----- Records to process
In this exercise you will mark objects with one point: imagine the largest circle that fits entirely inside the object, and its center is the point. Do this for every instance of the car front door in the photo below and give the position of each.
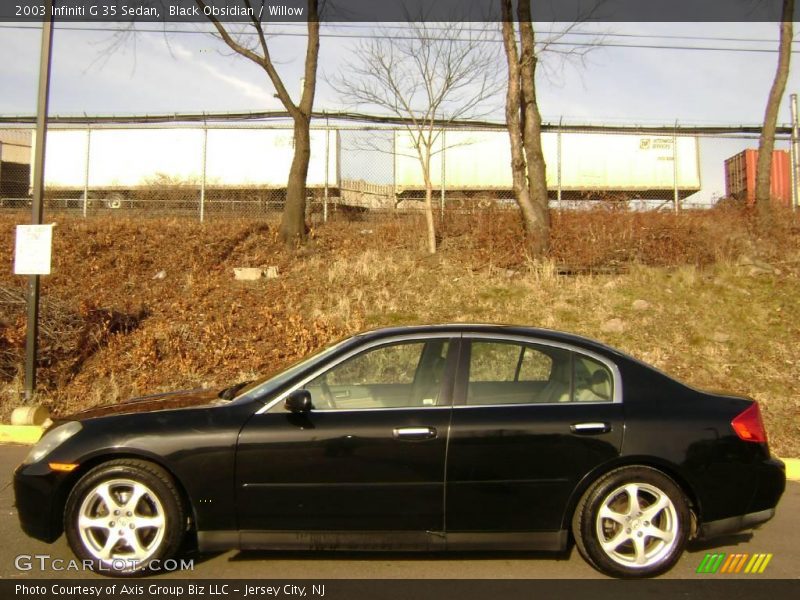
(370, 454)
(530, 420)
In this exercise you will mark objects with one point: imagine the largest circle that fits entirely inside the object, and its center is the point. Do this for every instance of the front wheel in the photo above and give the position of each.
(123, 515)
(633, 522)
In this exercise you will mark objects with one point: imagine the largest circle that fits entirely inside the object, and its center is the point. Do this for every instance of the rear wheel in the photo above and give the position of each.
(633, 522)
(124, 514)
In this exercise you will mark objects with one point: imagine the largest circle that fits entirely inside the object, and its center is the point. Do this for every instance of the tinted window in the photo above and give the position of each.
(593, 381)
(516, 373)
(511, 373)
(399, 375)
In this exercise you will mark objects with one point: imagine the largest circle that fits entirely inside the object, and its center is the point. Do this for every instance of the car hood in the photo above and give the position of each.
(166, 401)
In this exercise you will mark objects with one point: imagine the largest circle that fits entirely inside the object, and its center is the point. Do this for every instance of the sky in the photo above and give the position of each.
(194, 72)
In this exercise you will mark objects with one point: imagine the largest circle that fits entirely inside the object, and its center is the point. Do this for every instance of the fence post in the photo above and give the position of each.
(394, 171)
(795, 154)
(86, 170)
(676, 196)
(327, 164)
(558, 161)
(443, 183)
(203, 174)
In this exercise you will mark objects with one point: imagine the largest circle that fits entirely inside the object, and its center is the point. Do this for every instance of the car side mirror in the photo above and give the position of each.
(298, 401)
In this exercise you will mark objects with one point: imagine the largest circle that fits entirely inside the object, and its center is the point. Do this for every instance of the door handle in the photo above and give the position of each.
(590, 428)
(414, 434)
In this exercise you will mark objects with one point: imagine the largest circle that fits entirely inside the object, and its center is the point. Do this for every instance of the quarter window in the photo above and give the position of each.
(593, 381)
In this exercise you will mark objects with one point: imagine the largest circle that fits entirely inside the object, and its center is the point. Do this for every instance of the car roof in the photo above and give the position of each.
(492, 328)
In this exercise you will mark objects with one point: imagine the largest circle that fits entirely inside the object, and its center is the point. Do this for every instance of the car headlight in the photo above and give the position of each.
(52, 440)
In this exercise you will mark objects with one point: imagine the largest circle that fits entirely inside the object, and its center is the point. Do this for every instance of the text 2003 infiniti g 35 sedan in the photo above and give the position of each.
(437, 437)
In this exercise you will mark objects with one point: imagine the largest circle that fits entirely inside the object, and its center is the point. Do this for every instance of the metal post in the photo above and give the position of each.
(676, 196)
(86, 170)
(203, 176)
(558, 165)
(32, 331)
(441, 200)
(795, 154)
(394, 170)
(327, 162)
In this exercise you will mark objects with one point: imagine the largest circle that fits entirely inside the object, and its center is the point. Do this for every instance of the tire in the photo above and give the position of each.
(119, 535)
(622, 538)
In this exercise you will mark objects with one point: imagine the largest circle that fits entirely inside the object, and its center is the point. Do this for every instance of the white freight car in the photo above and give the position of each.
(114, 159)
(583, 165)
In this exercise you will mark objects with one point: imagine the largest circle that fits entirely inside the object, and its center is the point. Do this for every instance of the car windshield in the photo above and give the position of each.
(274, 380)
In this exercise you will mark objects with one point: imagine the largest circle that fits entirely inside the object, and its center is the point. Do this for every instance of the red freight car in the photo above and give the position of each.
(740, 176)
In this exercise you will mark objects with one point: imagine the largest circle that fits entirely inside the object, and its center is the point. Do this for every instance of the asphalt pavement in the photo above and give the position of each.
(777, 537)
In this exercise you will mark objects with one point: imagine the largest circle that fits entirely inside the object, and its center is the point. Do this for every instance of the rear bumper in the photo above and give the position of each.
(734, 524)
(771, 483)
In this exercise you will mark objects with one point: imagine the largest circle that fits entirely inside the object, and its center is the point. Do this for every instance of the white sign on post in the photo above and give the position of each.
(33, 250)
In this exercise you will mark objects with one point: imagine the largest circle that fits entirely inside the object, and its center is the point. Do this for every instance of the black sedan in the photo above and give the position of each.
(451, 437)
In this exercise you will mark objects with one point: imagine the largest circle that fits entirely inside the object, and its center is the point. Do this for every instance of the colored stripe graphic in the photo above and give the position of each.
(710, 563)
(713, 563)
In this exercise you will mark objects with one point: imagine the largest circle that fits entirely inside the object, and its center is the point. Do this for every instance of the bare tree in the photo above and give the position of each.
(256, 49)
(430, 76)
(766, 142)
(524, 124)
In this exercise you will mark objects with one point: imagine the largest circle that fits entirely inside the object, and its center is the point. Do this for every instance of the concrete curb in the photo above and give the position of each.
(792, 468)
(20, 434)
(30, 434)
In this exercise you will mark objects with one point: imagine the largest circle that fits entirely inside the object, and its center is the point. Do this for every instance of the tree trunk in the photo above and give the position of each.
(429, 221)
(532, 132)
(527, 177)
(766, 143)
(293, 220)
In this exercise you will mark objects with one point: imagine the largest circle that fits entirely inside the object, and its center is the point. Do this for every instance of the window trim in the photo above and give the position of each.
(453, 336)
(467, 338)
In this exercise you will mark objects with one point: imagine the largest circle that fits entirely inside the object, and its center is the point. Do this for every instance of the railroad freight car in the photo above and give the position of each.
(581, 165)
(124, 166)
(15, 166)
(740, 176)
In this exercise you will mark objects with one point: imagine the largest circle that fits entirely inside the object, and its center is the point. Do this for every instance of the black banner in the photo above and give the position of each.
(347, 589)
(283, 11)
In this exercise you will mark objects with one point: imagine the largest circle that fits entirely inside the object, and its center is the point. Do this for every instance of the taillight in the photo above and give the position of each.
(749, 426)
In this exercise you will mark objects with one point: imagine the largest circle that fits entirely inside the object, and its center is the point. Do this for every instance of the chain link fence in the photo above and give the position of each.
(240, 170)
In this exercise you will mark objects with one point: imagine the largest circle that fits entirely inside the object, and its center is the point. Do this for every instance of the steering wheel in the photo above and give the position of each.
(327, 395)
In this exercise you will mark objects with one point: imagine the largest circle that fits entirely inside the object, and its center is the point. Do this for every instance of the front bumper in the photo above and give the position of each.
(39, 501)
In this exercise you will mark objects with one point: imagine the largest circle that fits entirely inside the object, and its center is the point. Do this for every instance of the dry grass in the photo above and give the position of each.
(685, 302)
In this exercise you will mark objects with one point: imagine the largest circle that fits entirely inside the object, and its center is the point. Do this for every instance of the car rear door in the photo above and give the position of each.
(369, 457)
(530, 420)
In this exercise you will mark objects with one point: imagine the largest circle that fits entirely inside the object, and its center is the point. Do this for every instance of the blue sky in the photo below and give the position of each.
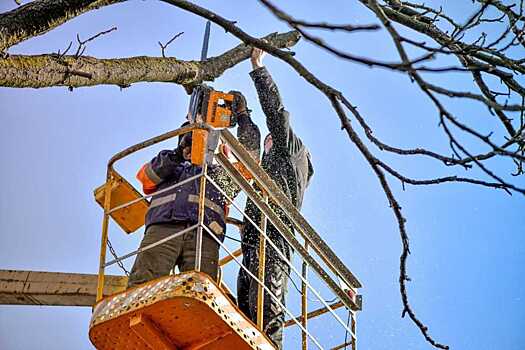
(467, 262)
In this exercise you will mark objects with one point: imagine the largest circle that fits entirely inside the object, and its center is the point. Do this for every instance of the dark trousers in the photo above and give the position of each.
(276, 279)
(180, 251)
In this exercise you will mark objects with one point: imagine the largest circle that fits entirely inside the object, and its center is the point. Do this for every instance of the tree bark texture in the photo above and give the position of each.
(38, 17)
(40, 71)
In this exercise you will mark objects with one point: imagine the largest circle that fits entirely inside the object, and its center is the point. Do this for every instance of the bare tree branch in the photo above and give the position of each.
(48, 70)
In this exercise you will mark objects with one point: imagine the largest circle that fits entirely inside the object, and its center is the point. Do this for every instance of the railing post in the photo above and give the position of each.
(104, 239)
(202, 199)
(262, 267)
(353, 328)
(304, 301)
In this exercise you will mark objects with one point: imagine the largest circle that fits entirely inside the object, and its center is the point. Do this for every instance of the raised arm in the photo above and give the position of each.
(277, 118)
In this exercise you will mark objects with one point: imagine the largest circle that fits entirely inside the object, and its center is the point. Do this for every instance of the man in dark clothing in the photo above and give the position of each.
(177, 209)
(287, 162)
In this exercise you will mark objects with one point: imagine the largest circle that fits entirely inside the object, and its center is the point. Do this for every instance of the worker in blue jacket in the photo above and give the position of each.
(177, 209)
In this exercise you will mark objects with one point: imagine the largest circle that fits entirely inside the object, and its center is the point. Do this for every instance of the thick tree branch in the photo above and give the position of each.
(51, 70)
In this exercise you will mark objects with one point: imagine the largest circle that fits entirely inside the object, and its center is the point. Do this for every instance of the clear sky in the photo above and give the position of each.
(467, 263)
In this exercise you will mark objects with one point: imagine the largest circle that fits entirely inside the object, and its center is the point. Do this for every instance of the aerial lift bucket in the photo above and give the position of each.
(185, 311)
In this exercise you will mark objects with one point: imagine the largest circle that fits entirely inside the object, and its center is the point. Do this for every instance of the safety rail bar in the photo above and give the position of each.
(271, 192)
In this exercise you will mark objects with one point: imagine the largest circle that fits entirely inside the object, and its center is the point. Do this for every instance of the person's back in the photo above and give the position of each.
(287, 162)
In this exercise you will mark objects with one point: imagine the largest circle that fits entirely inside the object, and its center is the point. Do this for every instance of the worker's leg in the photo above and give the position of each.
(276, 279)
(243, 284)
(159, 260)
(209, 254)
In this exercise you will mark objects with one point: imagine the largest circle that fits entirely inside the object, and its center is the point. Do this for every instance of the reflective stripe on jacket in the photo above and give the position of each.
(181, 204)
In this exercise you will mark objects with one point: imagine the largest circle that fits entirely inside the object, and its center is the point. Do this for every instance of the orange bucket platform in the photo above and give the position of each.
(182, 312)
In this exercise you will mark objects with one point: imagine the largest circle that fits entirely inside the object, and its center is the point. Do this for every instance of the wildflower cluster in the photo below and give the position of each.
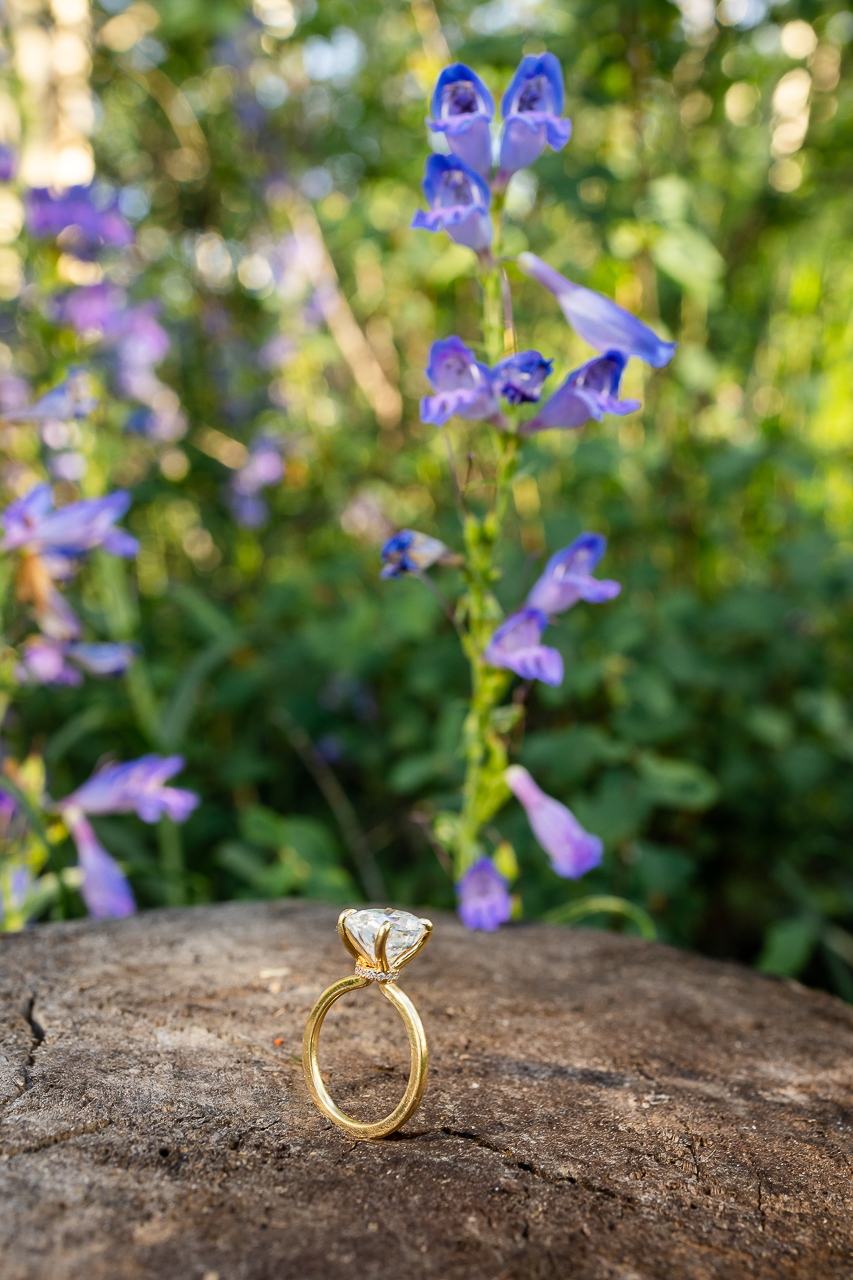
----------
Task — Leaving out every picture, copy exactly the lines from the one that contains "of the aerial" through the end of the entries above.

Result —
In this exercise you will mark objects with one point: imagine the largest circle that fits entirely inside the object, and its center is the point. Do this for every instance of the aerial lift bucket in the photo above and give the position of each.
(185, 311)
In this exercise you will mark objects with one point: imagine the largest circle that fits entirely inside the object, and its center is the point. Do this for every instance of the safety rail bar in the photo above and give the position of each.
(271, 192)
In this exercise you will mark objects with one point: imagine the largest circle that fits entirely inside the object, and its center is the point. Do this for every instance of the person's back in the photo above and give the position of each.
(287, 162)
In this exercise you will mark objects with one point: imagine the largest circle that fits entirely inside the object, and its center is the point. Do this for every instance of the worker's leg in the photo above and give the position of each.
(276, 279)
(243, 284)
(159, 260)
(209, 254)
In this exercise you will mark objects with one point: imagine the largest circle that fits entirely inside the object, and its center is the point. Do this for every instance of the reflective stripe on jacket in the photo above and give the position of each.
(181, 204)
In this exercise you will mark objects with one point: imagine the largest circle that fits entirely inside the object, and its center is the point. Do this for every instance of the orange bucket platform in the photo above and give the position of each.
(182, 312)
In this exercise you will mark objects with one point: imagine the largest circle that fits entirely inside the object, and its center is the point. Do this for every instance of the wildflower cluster in the photo below and give the position of each.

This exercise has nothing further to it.